- [SET PROBLEM]: Count how many lines in the entries below contain the string "reflection", treating uppercase and lowercase letters as different. Reply with the number only.

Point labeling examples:
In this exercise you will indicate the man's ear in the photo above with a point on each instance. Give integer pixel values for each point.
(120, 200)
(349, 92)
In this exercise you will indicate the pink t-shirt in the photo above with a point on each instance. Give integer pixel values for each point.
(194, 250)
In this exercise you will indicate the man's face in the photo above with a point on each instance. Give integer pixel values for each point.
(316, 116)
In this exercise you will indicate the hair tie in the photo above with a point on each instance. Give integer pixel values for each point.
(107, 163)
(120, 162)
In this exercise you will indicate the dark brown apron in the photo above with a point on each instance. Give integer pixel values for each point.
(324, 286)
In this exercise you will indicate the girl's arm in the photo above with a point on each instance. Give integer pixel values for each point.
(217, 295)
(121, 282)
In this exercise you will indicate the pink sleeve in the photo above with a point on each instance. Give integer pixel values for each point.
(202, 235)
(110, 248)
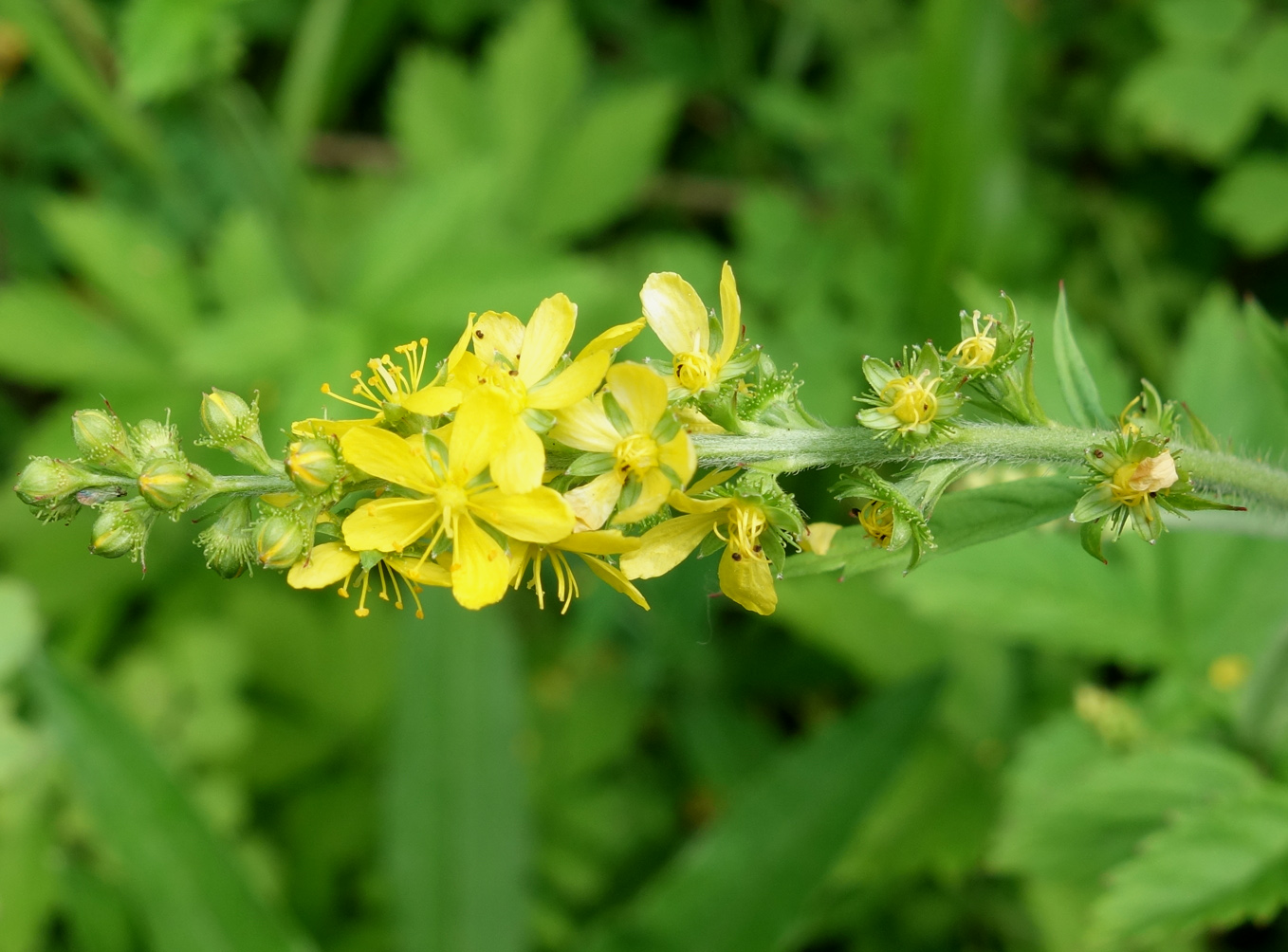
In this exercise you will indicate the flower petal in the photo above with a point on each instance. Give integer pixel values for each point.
--
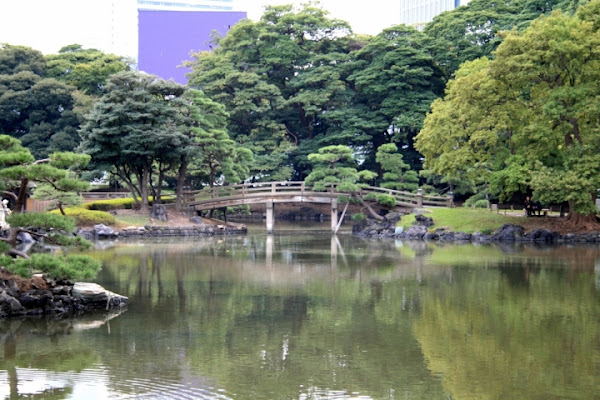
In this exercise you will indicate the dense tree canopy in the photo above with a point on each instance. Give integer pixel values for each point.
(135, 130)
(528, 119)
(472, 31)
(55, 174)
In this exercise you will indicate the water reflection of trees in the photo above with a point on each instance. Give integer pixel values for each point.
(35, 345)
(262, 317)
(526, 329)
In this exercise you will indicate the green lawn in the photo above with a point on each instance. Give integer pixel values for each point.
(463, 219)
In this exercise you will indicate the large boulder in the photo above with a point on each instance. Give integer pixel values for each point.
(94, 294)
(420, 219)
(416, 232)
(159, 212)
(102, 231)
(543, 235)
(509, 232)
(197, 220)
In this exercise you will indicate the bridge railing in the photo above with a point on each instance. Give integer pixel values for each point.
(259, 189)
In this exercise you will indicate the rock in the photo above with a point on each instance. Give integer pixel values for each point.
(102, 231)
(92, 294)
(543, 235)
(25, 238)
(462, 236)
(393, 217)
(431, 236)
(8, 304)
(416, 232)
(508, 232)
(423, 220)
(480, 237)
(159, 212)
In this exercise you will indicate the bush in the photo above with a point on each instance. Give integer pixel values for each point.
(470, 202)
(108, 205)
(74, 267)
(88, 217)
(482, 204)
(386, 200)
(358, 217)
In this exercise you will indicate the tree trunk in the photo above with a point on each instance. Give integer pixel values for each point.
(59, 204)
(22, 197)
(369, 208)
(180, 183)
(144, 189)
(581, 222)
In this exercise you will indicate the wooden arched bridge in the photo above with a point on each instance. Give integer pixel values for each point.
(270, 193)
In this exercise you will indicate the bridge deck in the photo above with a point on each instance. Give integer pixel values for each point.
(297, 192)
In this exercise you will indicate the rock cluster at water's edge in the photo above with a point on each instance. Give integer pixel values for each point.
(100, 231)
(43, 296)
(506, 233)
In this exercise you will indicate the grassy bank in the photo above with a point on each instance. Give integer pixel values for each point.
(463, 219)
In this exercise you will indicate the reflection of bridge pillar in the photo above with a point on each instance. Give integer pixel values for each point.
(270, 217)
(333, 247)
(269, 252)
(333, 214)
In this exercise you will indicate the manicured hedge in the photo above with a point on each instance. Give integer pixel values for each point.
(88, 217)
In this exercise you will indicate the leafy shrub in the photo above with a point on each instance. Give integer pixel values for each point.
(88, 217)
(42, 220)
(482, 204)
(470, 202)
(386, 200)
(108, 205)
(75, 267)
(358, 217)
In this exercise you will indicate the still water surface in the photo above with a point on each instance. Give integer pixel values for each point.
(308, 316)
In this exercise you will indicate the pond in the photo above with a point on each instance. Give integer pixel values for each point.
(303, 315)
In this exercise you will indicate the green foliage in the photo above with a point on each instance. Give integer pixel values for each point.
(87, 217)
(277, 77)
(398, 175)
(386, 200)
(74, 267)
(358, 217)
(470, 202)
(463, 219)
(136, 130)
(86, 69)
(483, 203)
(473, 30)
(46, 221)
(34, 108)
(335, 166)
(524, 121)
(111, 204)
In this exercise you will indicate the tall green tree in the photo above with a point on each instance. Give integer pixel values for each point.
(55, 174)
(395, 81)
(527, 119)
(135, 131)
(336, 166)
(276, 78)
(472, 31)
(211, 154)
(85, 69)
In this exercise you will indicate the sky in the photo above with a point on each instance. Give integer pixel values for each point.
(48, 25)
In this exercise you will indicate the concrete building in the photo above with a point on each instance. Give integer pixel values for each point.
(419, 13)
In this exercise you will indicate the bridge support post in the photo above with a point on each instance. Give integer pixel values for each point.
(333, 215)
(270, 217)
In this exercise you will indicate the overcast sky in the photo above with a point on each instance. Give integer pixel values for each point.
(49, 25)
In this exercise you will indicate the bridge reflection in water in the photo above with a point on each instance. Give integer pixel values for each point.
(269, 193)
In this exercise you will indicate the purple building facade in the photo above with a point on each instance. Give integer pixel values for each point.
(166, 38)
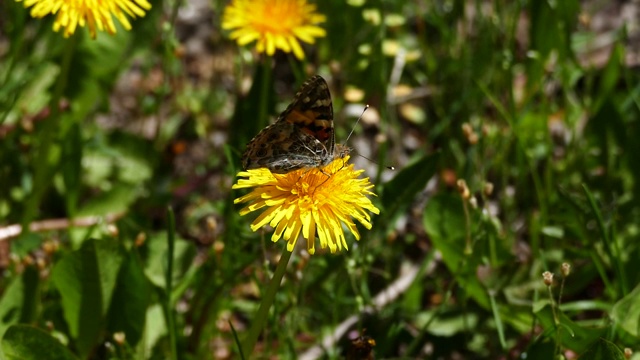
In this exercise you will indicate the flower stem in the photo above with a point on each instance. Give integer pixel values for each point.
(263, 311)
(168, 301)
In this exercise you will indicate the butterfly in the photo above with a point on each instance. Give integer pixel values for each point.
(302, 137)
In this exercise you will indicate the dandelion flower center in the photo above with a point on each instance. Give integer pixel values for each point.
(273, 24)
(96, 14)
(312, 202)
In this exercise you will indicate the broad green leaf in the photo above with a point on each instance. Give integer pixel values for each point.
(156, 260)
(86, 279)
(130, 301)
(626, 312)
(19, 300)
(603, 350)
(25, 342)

- [RESULT FOR THIS TASK]: 3